[START OF DATA SUPPLIED]

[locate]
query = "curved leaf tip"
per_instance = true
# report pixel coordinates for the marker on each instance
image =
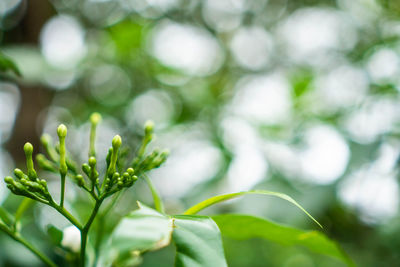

[END OF DATA SUPPLIED]

WHAT YOU HAVE TO DO |
Rewrite the data above, replacing "curved" with "rounded" and leaving everything else the same. Leave the pictures out of your answer.

WORKED ANSWER |
[locate]
query = "rounded leaf tip"
per_instance = true
# report pixel coordinates for the marker on each instance
image =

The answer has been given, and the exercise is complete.